## Work to be completed
Output the records exactly. Include every line.

## Object pointing dataset rows
+ + + + + + +

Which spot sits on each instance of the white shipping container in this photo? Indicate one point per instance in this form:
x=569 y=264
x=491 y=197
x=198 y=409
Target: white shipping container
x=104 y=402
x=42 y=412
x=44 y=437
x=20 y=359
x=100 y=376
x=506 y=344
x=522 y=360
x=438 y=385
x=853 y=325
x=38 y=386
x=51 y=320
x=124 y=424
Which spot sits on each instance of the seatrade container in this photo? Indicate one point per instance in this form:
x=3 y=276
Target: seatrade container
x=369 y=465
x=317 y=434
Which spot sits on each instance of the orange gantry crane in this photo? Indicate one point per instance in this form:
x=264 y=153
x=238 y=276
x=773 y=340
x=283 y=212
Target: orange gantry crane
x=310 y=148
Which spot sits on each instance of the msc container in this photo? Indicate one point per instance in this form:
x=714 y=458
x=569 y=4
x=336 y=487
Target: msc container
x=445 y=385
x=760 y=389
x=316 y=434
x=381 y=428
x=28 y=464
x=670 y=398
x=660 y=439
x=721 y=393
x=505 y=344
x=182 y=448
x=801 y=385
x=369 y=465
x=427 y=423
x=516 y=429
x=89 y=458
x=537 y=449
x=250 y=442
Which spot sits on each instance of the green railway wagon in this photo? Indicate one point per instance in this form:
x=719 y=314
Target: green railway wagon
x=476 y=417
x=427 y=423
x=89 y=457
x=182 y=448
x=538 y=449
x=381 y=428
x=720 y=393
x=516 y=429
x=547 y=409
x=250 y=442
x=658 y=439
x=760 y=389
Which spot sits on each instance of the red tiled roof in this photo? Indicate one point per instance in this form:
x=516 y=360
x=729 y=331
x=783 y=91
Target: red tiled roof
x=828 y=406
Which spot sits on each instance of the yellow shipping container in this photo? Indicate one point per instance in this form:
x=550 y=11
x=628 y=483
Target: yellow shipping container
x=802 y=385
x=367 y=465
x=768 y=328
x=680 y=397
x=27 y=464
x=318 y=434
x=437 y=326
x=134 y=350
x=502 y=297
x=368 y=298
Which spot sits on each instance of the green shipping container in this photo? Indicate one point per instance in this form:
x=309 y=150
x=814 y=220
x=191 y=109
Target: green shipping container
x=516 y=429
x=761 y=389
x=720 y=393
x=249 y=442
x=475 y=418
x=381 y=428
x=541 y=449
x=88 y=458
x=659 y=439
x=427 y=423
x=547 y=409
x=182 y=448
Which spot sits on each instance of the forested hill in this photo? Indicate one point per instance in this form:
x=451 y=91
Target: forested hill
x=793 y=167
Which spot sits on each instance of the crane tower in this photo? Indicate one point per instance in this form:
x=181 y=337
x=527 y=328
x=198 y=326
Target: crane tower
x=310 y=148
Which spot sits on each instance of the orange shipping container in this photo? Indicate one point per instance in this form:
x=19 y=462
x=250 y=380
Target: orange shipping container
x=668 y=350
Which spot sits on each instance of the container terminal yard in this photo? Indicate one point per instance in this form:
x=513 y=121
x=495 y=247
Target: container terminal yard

+ + + + + + +

## Expected answer
Which spot sits on each instance of the white shipping container in this photo? Indicate one point per instance in this form:
x=569 y=264
x=491 y=197
x=198 y=409
Target: white shipping container
x=104 y=402
x=42 y=412
x=44 y=437
x=20 y=359
x=100 y=376
x=506 y=344
x=522 y=360
x=438 y=385
x=853 y=325
x=38 y=386
x=51 y=320
x=124 y=424
Which spot sits on each instance of the seatrade container in this photo? Indicate one point per instance in this form:
x=3 y=276
Target: seatrade container
x=369 y=465
x=317 y=434
Which spot sits on each instance of the orange gantry crane in this photo? Indicate one point per instance in this form:
x=264 y=153
x=238 y=276
x=773 y=340
x=283 y=212
Target: orange gantry crane
x=310 y=148
Which spot sits on each instance of the msc container in this photo? Indicate one point per instance in this form:
x=714 y=458
x=569 y=4
x=336 y=487
Target: msc container
x=445 y=385
x=760 y=389
x=316 y=434
x=381 y=428
x=28 y=464
x=670 y=398
x=660 y=439
x=721 y=393
x=505 y=344
x=182 y=448
x=801 y=385
x=369 y=465
x=427 y=423
x=516 y=429
x=89 y=458
x=537 y=449
x=250 y=442
Which spot sits on each instance of the green railway wagon in this photo? Indicate one point per instance in this form:
x=719 y=314
Target: green railway wagon
x=476 y=417
x=427 y=423
x=89 y=457
x=182 y=448
x=538 y=449
x=381 y=428
x=720 y=393
x=516 y=429
x=547 y=409
x=250 y=442
x=658 y=439
x=760 y=389
Which spot sits on each instance of the red tiled roof in this photo? Indicate one point per instance in this form:
x=516 y=360
x=729 y=331
x=783 y=91
Target: red tiled roof
x=828 y=406
Which spot sits on each instance of the yellow shipping container in this photo? Indicate one point per instance in this form:
x=550 y=11
x=628 y=483
Target: yellow shipping container
x=802 y=385
x=367 y=465
x=768 y=328
x=680 y=397
x=27 y=464
x=318 y=434
x=437 y=326
x=134 y=350
x=502 y=297
x=368 y=298
Which spot sits on each instance of the green shipping container in this photo? Indicate one point per instance in this form:
x=309 y=150
x=814 y=220
x=191 y=109
Target: green shipping container
x=516 y=429
x=761 y=389
x=720 y=393
x=249 y=442
x=475 y=418
x=381 y=428
x=541 y=449
x=88 y=458
x=659 y=439
x=427 y=423
x=547 y=409
x=182 y=448
Which spot sits on each instance of the forested hill in this photo? Indicate one point per instance in this form:
x=451 y=91
Target: forested hill
x=793 y=167
Which spot sits on each instance of the crane tower in this photo? Indicate one point per instance in this form:
x=181 y=337
x=527 y=328
x=198 y=326
Target: crane tower
x=310 y=148
Which spot sits on each instance of the orange shipping container in this photo? Indicate one point per instance in this form:
x=19 y=462
x=250 y=380
Target: orange shipping container
x=668 y=350
Which spot sits on each instance of the container terminal yard in this photo? Indicate one point per instance in this form:
x=513 y=121
x=495 y=247
Target: container terminal yard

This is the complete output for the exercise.